**Selected extract**
The escalation in the second trial is clear; the first test is difficult, but the second is gut-wrenching. After waiting 25 years for God’s promise to be fulfilled, God commands that Abraham give up his own son by his own hands. And Abraham does, without a word of questioning. Abraham’s reward is greater, too. In 22:16-18, the verbs are doubled: “blessing I will bless” and “multiplying I will multiply”. The promise “your seed will possess the gate of his enemies” is also new, only appearing in chapter 22.6
The second pair is a clear repetition. In both cases, Abraham is journeying toward the desert (12:9; 20:1) when they enter a powerful king’s land and claim to be brother and sister. Sarah is taken in, God protects her, and when the deception is found out, the ruler confronts them. In both cases, Abraham and Sarah come out much wealthier.
There is also contrast, though. With Pharoah, Abraham is entirely passive, aside from the deception itself. When Pharoah discovers the deception, he casts Abraham out of Egypt harshly, without a word of response from Abraham.
With Abimelech, though, Abraham plays a more important role. When Abimelech confronts him, Abraham responds (20:11-13). After Sarah is restored, Abraham also prays to God to heal Abimelech (20:17). Not only this, but instead of kicking Abraham out, like Pharoah, Abimelech invites Abraham to stay in the land, “wherever seems good in your eyes” (20:15).

**Stated goal A**
Quote the passage on Abraham between "The escalation in" and "out much wealthier.", inclusive.
The passage on Abraham has no connection to the rows that follow it.

Point-based annotation data:
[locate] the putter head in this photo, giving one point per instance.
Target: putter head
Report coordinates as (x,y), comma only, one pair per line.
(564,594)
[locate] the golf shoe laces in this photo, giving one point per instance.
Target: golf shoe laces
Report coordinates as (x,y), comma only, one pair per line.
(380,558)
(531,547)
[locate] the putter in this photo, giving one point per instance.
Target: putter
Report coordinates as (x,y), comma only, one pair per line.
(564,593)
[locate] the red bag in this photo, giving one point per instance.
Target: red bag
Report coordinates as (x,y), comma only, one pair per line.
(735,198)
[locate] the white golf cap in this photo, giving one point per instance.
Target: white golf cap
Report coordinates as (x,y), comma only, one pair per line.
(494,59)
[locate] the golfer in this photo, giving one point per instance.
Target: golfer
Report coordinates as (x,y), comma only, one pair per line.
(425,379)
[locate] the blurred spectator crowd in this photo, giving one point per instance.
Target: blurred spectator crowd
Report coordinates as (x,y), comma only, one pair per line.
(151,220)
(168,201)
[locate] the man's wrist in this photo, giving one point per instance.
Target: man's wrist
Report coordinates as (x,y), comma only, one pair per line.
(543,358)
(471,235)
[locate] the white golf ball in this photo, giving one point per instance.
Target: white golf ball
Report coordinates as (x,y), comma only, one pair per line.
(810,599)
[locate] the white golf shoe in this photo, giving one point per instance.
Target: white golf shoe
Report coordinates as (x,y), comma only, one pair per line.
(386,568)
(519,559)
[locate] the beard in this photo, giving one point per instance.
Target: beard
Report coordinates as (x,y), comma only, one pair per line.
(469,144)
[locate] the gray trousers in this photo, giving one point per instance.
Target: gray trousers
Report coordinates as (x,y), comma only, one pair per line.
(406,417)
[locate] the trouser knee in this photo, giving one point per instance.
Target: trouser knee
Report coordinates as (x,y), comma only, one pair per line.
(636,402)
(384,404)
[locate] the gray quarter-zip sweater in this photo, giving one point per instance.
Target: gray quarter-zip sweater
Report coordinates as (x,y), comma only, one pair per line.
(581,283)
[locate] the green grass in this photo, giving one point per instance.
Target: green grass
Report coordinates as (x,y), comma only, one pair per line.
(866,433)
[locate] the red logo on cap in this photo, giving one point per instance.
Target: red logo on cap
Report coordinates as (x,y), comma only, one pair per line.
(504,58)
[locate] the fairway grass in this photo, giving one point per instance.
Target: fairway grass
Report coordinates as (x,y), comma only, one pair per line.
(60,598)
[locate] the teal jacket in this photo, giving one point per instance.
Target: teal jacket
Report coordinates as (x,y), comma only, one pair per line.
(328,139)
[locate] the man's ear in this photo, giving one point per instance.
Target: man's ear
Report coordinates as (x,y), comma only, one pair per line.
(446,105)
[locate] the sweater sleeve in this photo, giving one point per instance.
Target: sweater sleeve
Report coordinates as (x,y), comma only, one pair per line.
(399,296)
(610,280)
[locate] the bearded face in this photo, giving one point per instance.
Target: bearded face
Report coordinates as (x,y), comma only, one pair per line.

**Stated goal B**
Extract every line of the rows that contains the string "laces". Case counts.

**Written solution A**
The escalation in the second trial is clear; the first test is difficult, but the second is gut-wrenching. After waiting 25 years for God’s promise to be fulfilled, God commands that Abraham give up his own son by his own hands. And Abraham does, without a word of questioning. Abraham’s reward is greater, too. In 22:16-18, the verbs are doubled: “blessing I will bless” and “multiplying I will multiply”. The promise “your seed will possess the gate of his enemies” is also new, only appearing in chapter 22.6
The second pair is a clear repetition. In both cases, Abraham is journeying toward the desert (12:9; 20:1) when they enter a powerful king’s land and claim to be brother and sister. Sarah is taken in, God protects her, and when the deception is found out, the ruler confronts them. In both cases, Abraham and Sarah come out much wealthier.

**Written solution B**
[locate] the golf shoe laces in this photo, giving one point per instance.
Target: golf shoe laces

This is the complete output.